** Start Selected excerpt **

4. Bahiyyih Nakhjavani, Paper
The back made it sound wonderful: a scribe in central Asia searching for the perfect paper, while his town's location at a crossroads of travel and politics impacts upon his life. While it is about that, the execution is not as good as I'd hoped. A lot of time is given over to the Scribe's unhappy musings about his life and how he's just not capable of writing the perfect book. Events unfold sometimes slowly, sometimes offstage, with the overall effect of not particularly gripping me. Bahiyyih Nakhjavani's language is lovely in places and some of the characters are interesting, but I felt like the novel isn't quite as focused as it could have been: it muses, it tells, but it doesn't quite work. Certainly interesting, though, and I intend to re-read it sometime because I suspect there are layers to be found. Also there's a chronology of paper-related history at the back which is marvellous.
5. Cristina Pantoja Hidalgo & Erlinda Enriquez Panlilio, eds. Why I Travel and other essays by fourteen women
Now this was a find! It's a collection of travel essays by Filipina, with a section focusing on local destinations and another on international ones. A small section at the back considers the how of travel in particular; one my favourite essays is here, concerning how a wheelchair-bound woman has discovered that she shouldn't feel too limited by her situation, and she tells all about her adventures in a Moroccan souk on donkey-back and other experiences around the world, where the help of a few people has resulted in her having a fantastic time. The essays sometimes describe the places visited, sometimes dwell on personal history in that places (especially in the local section), and are almost all engaging and interesting.

** End Selected excerpt **
** Start Supplied material **

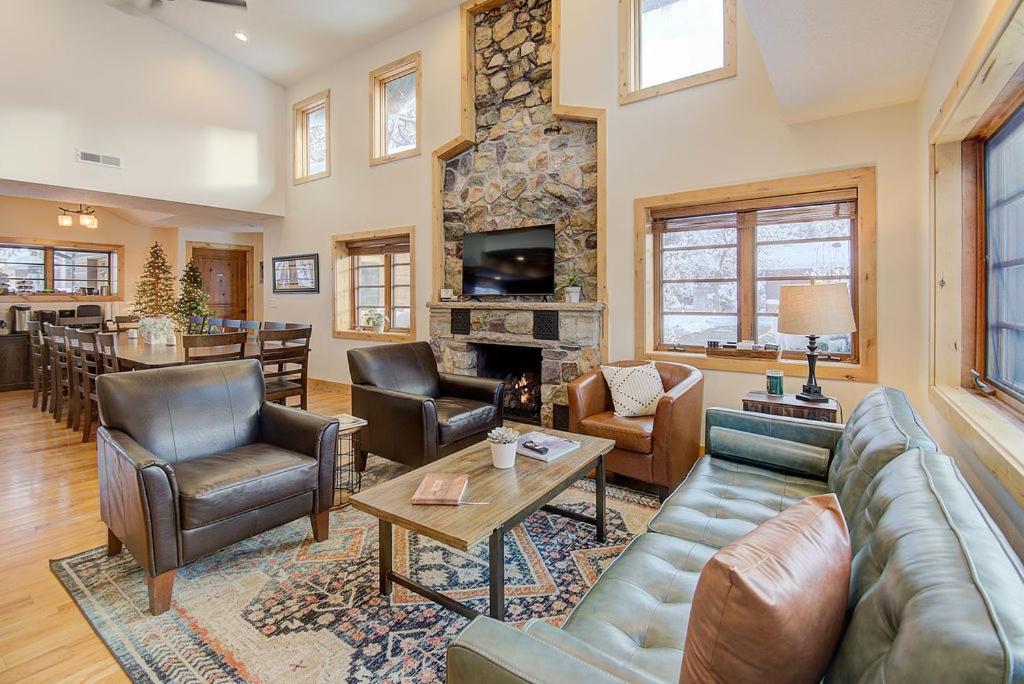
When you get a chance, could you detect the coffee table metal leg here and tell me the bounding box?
[487,527,505,621]
[379,520,392,596]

** End Supplied material **

→ Directives:
a – Name every author or editor credited in the book reviews.
b – Pick up the book reviews after their final sentence and write a few more lines.

→ The replies:
a – Bahiyyih Nakhjavani, Cristina Pantoja Hidalgo, Erlinda Enriquez Panlilio

b –
6. Rattawut Lapcharoensap, Sightseeing
A collection of short stories by a Thai author. This means, crucially, that you're getting stories about Thailand as a complex and real place, not the magical land of golden temples and hookers often described by farang writers. Rattawut is concerned with the regular Thai person, not particularly wealthy, often in a perpetual balancing act just above poverty. He writes about a young boy's relationship with a Cambodian refugee whose now-dead father put all their wealth in her gold teeth; he writes about a young man whose mother is on the verge of going blind; he writes about a teenaged girl whose poor father is losing his cockfights to a rich bully, and the various consequences this has on their family; he writes about a wealthy teenaged boy dodging the draft while his poorer friend cannot; and so on. In some stories, the plot itself is not particularly innovative. The entire emotional arc of the draft-dodging story was predictable, for instance. But the way Rattawut writes allows you to really get into his characters' heads and understand their various decisions, so they are not distant or simple stories, and the Thailand he writes about is a difficult, interesting, complicated place. Definitely recommended, especially for readers of realist fiction or those interested in Thailand/SE Asia as depicted by a local.
7. Orhan Pamuk, My Name is Red
Oh, My Name is Red, I did want to adore you. Those long beautiful passages on the nature of art and miniaturism and history are, in my opinion, worth the price of admission alone. (Especially if you, uh, got it for cheaps at an Indian pavement book stall.) Yet the characters are almost all un-captivating and parts of the plot progress strangely. A character is tortured and, within pages of the torture ending, decides that the man who gave the order is going to be his new mentor and father figure, and Pamuk spends the rest of the book telling us that they have a deep and meaningful bond. We're told a lot about characterisation in this book. I enjoyed reading about historic Istanbul (and I can't imagine the city under snow!) and, as I said, his tangents were divine, and parts of the murder plot were pretty interesting. Overall, though, a bit of a flawed package.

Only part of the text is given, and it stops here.